Reading text -
======

Today's rally came just as everyone had predicted... right? Amid the heavy selling and broken support for most of this past Fridays trading session it was tough to maintain a bullish stance on the market. The terrible market breath (sic). The rolling over of the averages.... but alas. The markets again defied the odds. It rallied overnight, it rallied at the open... and then it rallied some more. The streak was snapped. The world was saved. We will live another day to inhale all that garlic breath.
$IWM has offered a great insight in 2015 - in terms of timing a reversal in the market. That $120 level has acted as a spring board for higher prices. Ultimately on Friday that $119.88 close left it under key support. However today's massive rally got it back over the $121 level and set the stage for a continuation of today's bullish action.
Another clue on Friday was the VIX. The VIX, amid some heavy selling and wild trading action, closed the day lower. It was a giant shrug of the shoulders. 'Me VIX, me no care about market. Me tired.'
$IWM - This $120 level is vital. We've seen it get broken, but never more than one trading session. If stocks are to hit new record highs from here, I think prices need to quickly move higher off this most recent $120 test. I think another $120 test for $IWM could break this strong support level and see stocks encounter that long awaited correction. Correction. Yes. Now that I got that out of the way let me continue my ambiguity.
$QQQ was able to close above that $110 level on Friday. Today it exploded to the upside closing near the highs of the day. $AAPL was up almost 4%, that helped as did many of the other tech names recovering recent losses. After the bell GOOGLE has turned into an Alphabet company. In response investors have sent the stock up more than three consonants and a vowel after the closing bell
$GOOGL $GOOG #Alphabet That is also boosting the NASDAQ after the bell. In short its setting up for more gains tomorrow.
The $SPY tried to muster a $208 close on Friday. It came within pennies of that. Close enough to keep the bulls cautious and the bears salivating. Today's gap higher worked in two ways. It exacted pain on the bears holding over the weekend and it made the bulls chase the action. But that didn't mean you couldn't go long at the open. I was able to muster a few $DD calls for a bounce. I also played bonds for a pull back. Friday's action for the bond market was over done. Let's see if the $SPY can hold over this key $208 level in the days and weeks ahead.

======

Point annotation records

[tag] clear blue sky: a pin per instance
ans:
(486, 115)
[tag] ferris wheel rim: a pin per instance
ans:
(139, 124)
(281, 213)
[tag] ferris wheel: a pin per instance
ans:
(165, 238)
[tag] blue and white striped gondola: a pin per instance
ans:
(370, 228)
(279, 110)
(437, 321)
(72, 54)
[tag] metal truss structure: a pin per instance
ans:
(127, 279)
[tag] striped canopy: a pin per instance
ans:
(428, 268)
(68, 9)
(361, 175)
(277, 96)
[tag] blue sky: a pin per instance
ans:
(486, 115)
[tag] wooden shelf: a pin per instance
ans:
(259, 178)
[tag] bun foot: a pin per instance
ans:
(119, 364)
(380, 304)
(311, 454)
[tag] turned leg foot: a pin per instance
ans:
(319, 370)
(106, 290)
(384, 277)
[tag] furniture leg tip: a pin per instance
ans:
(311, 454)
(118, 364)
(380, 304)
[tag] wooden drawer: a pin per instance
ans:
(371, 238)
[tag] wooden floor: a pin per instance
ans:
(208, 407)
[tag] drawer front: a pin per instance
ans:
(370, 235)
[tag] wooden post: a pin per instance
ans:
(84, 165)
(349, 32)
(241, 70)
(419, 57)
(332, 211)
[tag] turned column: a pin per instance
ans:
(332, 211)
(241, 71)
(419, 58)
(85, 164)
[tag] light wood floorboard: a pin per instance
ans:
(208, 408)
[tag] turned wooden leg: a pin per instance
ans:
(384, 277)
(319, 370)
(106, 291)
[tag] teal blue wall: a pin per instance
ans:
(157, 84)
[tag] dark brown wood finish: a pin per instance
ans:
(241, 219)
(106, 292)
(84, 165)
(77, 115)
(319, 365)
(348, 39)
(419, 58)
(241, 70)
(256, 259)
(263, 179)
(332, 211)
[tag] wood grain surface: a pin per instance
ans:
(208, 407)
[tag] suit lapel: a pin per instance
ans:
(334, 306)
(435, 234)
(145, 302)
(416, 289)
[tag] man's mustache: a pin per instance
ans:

======

Problems to solve -
**A)** Duplicate everything in the stock market recap from "The $SPY tried" down to "and weeks ahead.".
**B)** Pick up the stock market recap after its last sentence and continue it.

Task results -
**A)**
The $SPY tried to muster a $208 close on Friday. It came within pennies of that. Close enough to keep the bulls cautious and the bears salivating. Today's gap higher worked in two ways. It exacted pain on the bears holding over the weekend and it made the bulls chase the action. But that didn't mean you couldn't go long at the open. I was able to muster a few $DD calls for a bounce. I also played bonds for a pull back. Friday's action for the bond market was over done. Let's see if the $SPY can hold over this key $208 level in the days and weeks ahead.

**B)**
$DD looks poised for a bounce. The stock hit support and is coming out of oversold conditions. I was able to get a few calls in anticipation of this possible move higher. I also got some $TLT puts for a move lower.
$AAPL is back in the saddle again. Amazing the difference a week can make. Last weeks sellers are buying back today at higher prices? Or has the share buyback machine gone into over drive. I'm torn here. I do think $AAPL is going to hit new highs. But I am also seeing those dreaded analysts return. I prefer all the negativity of weeks past, not continued bullishness. With that being said, I do think there is a risk for the stock coming back to last weeks lows. It sounds crazy tonight with stock futures higher and $AAPL putting in a near 4% up day. But I can all most feel it. Maybe I'm wrong. But if $AAPL opens another 2% higher tomorrow, I'll be grabbing a few PUTs for a pull back.
Back to that VIX. 12 12 12 12 12 12 - 12 is the magic number. A firm break and hold below that number this week and I think you can kiss any correction before the fall goodbye. But we must also focus on the 12 level as its been a point of interest for spikes to the upside and corresponding stock market pull backs. 12 12 12 12 12 12. Watch it in earnest.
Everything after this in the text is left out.